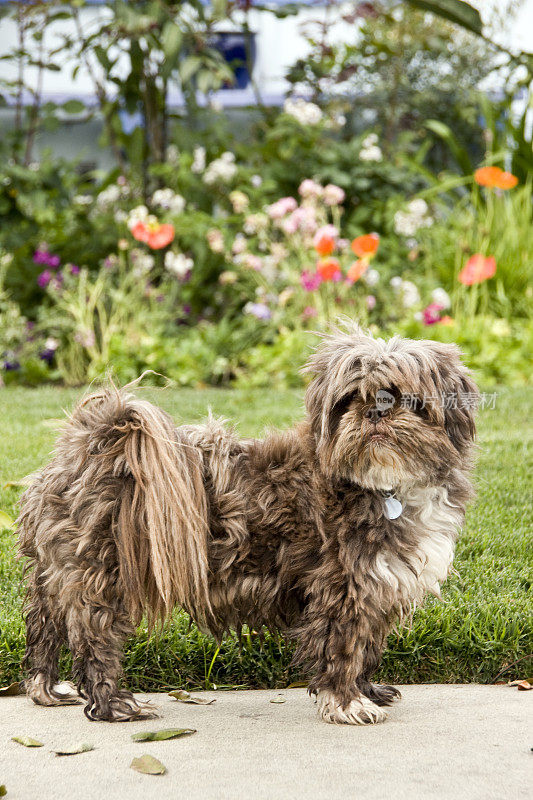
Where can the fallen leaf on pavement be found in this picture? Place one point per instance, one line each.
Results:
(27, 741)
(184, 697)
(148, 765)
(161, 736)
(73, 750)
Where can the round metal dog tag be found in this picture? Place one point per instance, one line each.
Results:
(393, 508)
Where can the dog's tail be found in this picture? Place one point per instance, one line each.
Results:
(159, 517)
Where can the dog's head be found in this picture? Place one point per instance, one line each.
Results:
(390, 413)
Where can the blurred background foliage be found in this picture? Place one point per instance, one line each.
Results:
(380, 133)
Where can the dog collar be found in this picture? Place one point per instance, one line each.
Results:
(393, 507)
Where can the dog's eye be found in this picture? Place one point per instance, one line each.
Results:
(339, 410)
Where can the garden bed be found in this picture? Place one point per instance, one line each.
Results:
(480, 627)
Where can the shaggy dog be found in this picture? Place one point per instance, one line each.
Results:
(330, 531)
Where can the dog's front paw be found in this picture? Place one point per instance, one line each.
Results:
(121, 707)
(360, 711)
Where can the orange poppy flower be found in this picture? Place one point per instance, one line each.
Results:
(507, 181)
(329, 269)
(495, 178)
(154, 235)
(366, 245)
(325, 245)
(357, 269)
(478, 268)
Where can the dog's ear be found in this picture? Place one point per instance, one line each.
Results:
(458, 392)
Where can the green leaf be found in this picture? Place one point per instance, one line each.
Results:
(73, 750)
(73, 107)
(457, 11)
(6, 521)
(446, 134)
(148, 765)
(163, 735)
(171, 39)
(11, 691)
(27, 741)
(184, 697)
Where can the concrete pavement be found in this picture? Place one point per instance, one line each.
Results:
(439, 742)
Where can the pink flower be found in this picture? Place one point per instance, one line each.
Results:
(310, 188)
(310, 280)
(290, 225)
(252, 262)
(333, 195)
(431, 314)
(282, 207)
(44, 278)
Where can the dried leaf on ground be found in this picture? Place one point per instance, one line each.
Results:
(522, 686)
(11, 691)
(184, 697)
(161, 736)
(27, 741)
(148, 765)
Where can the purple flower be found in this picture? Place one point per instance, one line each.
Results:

*Objective*:
Reproduce exactly the lines from the one with "Where can the dog's head" through the end of the entries above, both ends included.

*Solution below*:
Where can the dog's head be found in this picture? Place one point per instance, one line each.
Results:
(390, 413)
Where can the blurred background foliage be found in this picture? Place one point per instance, one line each.
Results:
(380, 133)
Where can the dog collar be found in this picture? Place one point per instance, one line each.
Results:
(393, 507)
Where can the dog's eye be found in this picture? Place one point per instance, one line each.
Results:
(339, 410)
Where can the garden bed be found in this picture? Place one point per instance, one line each.
Results:
(480, 627)
Where can the shaggy dog be found in this picture? Place one point per instance, one line each.
Results:
(330, 531)
Where can the dog's front paw be found in this picture? Place one point per instance, one line each.
Results:
(121, 707)
(360, 711)
Where can the orange poppy flower be found in this picture? Place one point per instance, one line each.
Results:
(507, 181)
(329, 269)
(495, 178)
(154, 235)
(366, 245)
(325, 245)
(357, 269)
(478, 268)
Where can the dog's ear be found in this picture? Place one point per instance, one line each.
Results:
(458, 392)
Where can the green leaf be found in this picture? Place one point per instance, one line each.
Results:
(73, 750)
(73, 107)
(457, 11)
(6, 521)
(446, 134)
(148, 765)
(163, 735)
(171, 39)
(11, 691)
(27, 741)
(184, 697)
Where can the concrete pavement be found in this picture? Place one point per instance, one line each.
Results:
(439, 742)
Where can the pink flower be found in this picture? Place one point per instance, one line each.
Results:
(310, 188)
(310, 280)
(290, 225)
(252, 262)
(333, 195)
(431, 314)
(282, 207)
(44, 278)
Where can the dried leaf on ground be found in this picture? Place one point per instance, one line each.
Results:
(522, 686)
(11, 691)
(184, 697)
(161, 736)
(27, 741)
(148, 765)
Where can the purple flower be found in this picture? Place one point per instance, one line each.
Results:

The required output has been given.